(Information begins)
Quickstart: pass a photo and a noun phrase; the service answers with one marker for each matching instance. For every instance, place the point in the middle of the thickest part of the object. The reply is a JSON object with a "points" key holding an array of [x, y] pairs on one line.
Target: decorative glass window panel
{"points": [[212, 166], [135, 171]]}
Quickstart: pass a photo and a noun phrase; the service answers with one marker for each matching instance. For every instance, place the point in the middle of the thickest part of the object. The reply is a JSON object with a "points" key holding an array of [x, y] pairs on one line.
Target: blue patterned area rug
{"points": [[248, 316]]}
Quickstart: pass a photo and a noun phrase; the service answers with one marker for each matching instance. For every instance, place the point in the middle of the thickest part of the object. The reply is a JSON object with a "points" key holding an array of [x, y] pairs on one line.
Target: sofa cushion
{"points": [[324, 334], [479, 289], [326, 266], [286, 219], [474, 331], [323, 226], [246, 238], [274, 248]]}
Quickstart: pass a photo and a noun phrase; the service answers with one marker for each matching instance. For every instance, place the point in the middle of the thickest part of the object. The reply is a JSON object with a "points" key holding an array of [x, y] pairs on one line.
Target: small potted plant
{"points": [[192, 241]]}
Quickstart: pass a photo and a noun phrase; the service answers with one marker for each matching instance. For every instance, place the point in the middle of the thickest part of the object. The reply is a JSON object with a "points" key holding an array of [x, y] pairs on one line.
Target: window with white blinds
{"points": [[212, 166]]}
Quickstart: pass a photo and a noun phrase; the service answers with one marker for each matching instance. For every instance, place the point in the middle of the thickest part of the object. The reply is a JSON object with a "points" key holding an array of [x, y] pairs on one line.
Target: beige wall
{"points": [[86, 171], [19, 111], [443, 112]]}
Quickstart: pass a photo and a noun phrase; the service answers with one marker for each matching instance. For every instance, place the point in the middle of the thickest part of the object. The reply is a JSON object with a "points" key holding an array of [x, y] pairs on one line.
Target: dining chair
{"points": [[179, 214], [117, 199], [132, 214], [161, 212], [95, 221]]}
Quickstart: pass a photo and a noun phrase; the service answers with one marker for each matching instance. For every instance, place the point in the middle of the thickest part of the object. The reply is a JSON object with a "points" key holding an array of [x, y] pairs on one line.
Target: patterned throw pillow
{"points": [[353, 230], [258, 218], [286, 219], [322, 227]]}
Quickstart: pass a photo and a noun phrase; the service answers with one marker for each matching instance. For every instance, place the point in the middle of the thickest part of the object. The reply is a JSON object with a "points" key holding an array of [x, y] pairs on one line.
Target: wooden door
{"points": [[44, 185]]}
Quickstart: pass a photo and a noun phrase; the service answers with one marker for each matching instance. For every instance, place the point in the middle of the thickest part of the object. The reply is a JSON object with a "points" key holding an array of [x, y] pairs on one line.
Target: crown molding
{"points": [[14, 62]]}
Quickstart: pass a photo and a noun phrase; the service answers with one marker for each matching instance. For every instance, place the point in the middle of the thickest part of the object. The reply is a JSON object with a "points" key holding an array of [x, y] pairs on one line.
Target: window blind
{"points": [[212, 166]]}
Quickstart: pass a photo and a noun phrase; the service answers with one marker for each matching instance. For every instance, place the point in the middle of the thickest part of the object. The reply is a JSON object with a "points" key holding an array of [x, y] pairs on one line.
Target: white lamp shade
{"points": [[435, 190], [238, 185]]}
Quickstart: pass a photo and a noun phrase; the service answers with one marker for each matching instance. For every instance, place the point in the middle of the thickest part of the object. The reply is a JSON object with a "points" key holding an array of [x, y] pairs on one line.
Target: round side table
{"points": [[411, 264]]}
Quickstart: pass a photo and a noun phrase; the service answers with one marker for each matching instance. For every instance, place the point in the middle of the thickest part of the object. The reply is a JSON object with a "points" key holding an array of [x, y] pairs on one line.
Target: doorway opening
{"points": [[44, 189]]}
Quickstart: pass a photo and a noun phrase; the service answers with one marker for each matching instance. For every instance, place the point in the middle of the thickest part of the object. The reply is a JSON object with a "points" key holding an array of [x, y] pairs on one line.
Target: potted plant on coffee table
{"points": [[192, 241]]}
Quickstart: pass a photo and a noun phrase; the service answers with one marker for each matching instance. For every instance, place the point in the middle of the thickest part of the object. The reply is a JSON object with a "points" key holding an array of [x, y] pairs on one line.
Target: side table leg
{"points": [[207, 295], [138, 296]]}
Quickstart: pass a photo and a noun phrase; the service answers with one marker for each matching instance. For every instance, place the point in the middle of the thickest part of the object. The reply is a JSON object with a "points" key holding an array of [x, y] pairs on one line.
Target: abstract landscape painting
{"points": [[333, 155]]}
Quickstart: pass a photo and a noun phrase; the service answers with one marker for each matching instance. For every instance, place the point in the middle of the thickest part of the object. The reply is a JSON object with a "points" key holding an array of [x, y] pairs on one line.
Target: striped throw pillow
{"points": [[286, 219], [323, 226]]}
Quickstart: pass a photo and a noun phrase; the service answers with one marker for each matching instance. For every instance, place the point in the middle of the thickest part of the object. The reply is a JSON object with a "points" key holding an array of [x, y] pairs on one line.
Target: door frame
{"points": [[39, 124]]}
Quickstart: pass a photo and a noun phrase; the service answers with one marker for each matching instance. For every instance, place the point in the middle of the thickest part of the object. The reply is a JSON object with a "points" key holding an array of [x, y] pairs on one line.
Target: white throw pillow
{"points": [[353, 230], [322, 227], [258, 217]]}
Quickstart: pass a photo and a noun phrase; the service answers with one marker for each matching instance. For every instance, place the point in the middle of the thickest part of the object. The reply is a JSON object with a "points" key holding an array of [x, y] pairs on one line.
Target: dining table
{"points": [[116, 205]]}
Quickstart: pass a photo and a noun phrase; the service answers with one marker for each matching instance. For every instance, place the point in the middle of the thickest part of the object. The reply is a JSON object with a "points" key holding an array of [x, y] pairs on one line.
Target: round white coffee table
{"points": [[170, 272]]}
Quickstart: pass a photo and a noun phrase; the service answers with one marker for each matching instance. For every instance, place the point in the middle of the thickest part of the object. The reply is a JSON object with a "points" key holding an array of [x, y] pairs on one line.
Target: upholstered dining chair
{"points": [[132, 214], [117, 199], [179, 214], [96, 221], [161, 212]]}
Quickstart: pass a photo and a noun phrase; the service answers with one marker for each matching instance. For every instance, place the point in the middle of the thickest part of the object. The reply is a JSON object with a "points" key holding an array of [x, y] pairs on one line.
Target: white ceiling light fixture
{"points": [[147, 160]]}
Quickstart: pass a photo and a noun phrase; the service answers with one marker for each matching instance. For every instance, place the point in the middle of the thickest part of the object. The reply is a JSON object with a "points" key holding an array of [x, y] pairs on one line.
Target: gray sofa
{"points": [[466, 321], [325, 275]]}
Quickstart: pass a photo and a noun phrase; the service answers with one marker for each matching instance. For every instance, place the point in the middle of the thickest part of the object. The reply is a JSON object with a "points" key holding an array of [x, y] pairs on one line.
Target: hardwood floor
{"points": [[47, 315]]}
(Information ends)
Your response must consist of every line above, reproduced exactly.

Task output —
Quickstart: pass a photo and a noun phrase; the service answers with one marker for each matching instance. For every instance, place the point in the middle of the thickest part of the object. The reply is a JSON object with a "points" key holding an array of [x, y] pairs on one line.
Target: decorative glass window panel
{"points": [[212, 166], [135, 171]]}
Quickstart: pass a photo and a noun phrase; the service answers with one marker for each matching instance. For every instance, place the point in the middle of the thickest part of the object. The reply is a JSON object with a "points" key holding an array of [x, y] pairs on one line.
Target: blue patterned area rug
{"points": [[248, 316]]}
Quickstart: pass a photo and a noun phrase; the service answers with one marker for each matching instance. For every instance, place the point in the middle of the thickest part of the object. The reply is a JSON object with a "points" key holding an array of [x, y] pairs on one line.
Target: sofa cushion
{"points": [[324, 334], [479, 289], [326, 266], [286, 219], [474, 331], [323, 226], [246, 238], [274, 248]]}
Quickstart: pass a photo and a noun phrase; the service answers with one marker for each matching instance. For every instance, place the point in the middle of the thickest part of the object. The reply is a JSON object with a "points" key holding an array of [x, y] pairs on one line.
Target: small potted plant
{"points": [[192, 241]]}
Quickstart: pass a photo and a noun phrase; the service answers with one marker for each matching instance. For every instance, place the point in the middle of the thickest part of the object. The reply is a JSON object with a "points" key holding an array of [x, y] pairs on one line.
Target: window with white blinds
{"points": [[212, 166]]}
Quickstart: pass a photo and a noun phrase; the service answers with one marker for each matching instance. For every instance, place the point in the middle of the thickest part of the object. The reply is a JSON object with a "points" key holding an array of [x, y] pairs on one line.
Target: beige wall
{"points": [[86, 171], [19, 111], [443, 112]]}
Quickstart: pass a photo and a noun phrase; the service answers with one marker for each matching instance. For every instance, place the point in the middle of the thickest part of the object. The reply is a JSON object with a "points" key holding an array of [x, y] pairs on one line.
Target: dining chair
{"points": [[179, 214], [117, 199], [132, 214], [161, 212], [95, 221]]}
Quickstart: pass a photo and a noun phrase; the service answers with one marker for each matching instance. For every instance, place the point in the middle of the thickest part of the object. The reply is a JSON object with a "points" key holding an array of [x, y] pairs on one line.
Target: patterned throw pillow
{"points": [[353, 230], [258, 218], [286, 219], [322, 227]]}
Quickstart: pass a photo and a noun phrase; the service answers with one marker for each matching instance. For every instance, place the point in the middle of the thickest part of the object. The reply is a JSON object with a "points" key holding an array of [x, y] pairs on one line.
Target: wooden door
{"points": [[44, 185]]}
Quickstart: pass a photo and a noun phrase; the service answers with one marker for each matching instance. For every instance, place the point in the middle of the thickest part of the object. The reply is a JSON object with a "points" key holding an array of [x, y] pairs on one line.
Target: crown molding
{"points": [[14, 62]]}
Quickstart: pass a photo and a noun phrase; the service answers with one marker for each matching instance. For every instance, place the point in the middle of the thickest part of the object. The reply is a JSON object with a "points" key holding an array of [x, y] pairs on one line.
Target: window blind
{"points": [[212, 166]]}
Quickstart: pass a photo and a noun phrase; the service answers with one marker for each matching instance. For every instance, place the point in the middle of the thickest part of the object. The reply is a JSON object with a "points" key holding an array of [x, y] pairs on one line.
Target: white lamp shade
{"points": [[435, 190], [238, 185]]}
Quickstart: pass a photo and a noun phrase; the service answers with one marker for each matching instance. For every instance, place the point in the middle of the thickest part of the object. The reply is a JSON object with a "points" key holding an array of [x, y] pairs on one line.
Target: round side table
{"points": [[411, 264]]}
Quickstart: pass a photo and a noun phrase; the service answers with one marker for each matching instance. For every instance, place the point in the middle of the thickest part of the object. The reply is a JSON object with a "points" key holding an array of [x, y] pairs on one line.
Target: doorway opening
{"points": [[44, 189]]}
Quickstart: pass a photo and a noun phrase; the service answers with one marker for each matching instance. For every instance, place the point in the middle of the thickest part of the object. The reply is a JSON object with a "points" key holding an array of [x, y] pairs on one line.
Target: potted plant on coffee table
{"points": [[192, 241]]}
Quickstart: pass a photo and a noun phrase; the service answers with one marker for each matching instance. For every instance, place the point in the middle of the thickest part of the object. The reply is a JSON object with a "points" key holding an array of [x, y] pairs on one line.
Target: side table leg
{"points": [[207, 295], [138, 296]]}
Quickstart: pass a photo and a noun phrase; the service answers with one marker for each matching instance. For every instance, place the point in the middle of the thickest part of the object. The reply is a JSON object with a "points" key holding an array of [x, y] pairs on one line.
Target: abstract landscape painting
{"points": [[333, 155]]}
Quickstart: pass a photo and a noun phrase; the service answers with one marker for each matching instance. For every instance, place the point in the middle of the thickest part of the object. The reply is a JSON object with a "points" key holding an array of [x, y] pairs on one line.
Target: striped throw pillow
{"points": [[286, 219], [323, 226]]}
Quickstart: pass a photo and a noun phrase; the service answers with one marker for each matching instance. For every instance, place the point in the middle of the thickest part of the object. The reply is a JSON object with a "points" key holding an array of [x, y] pairs on one line.
Target: door frame
{"points": [[39, 124]]}
Quickstart: pass a photo and a noun phrase; the service answers with one marker for each matching instance. For every instance, place the point in the middle of the thickest part of the object. The reply is a JSON object with a "points" key holding an array of [x, y] pairs on one line.
Target: white throw pillow
{"points": [[353, 230], [322, 227], [258, 217]]}
Quickstart: pass a photo and a noun phrase; the service answers with one marker for each matching instance. For every instance, place the point in the middle of the thickest part of the object. The reply is a JSON object with a "points" key holding an array of [x, y] pairs on one line.
Target: dining table
{"points": [[116, 205]]}
Quickstart: pass a photo and a noun phrase; the service answers with one marker for each matching instance. For every instance, place the point in the middle of the thickest part of the object. The reply is a JSON object with a "points" key holding an array of [x, y] pairs on one line.
Target: round white coffee table
{"points": [[170, 272]]}
Quickstart: pass a photo and a noun phrase; the service answers with one marker for each matching instance. For every instance, place the point in the middle of the thickest part of the object. The reply is a JSON object with a "points" key holding an array of [x, y] pairs on one line.
Target: upholstered dining chair
{"points": [[132, 214], [117, 199], [179, 214], [96, 221], [161, 212]]}
Quickstart: pass a photo and a noun phrase; the service answers with one marker for each matching instance. For every instance, place the point in the middle of the thickest part of the object. The reply is a JSON object with a "points" key holding an array of [x, y] pairs on one line.
Target: white ceiling light fixture
{"points": [[147, 160]]}
Quickstart: pass a photo and a noun phrase; the service answers with one marker for each matching instance. For every instance, place the point in the middle of the thickest part of the object. The reply is a JSON object with a "points" key holding an array of [x, y] pairs on one line.
Target: gray sofa
{"points": [[466, 321], [325, 275]]}
Quickstart: pass a photo and a noun phrase; the service answers with one marker for each matching instance. For every instance, place the point in the middle of the thickest part of the object. The reply is a JSON object with a "points" key holding an array of [x, y] pairs on one line.
Target: hardwood floor
{"points": [[47, 315]]}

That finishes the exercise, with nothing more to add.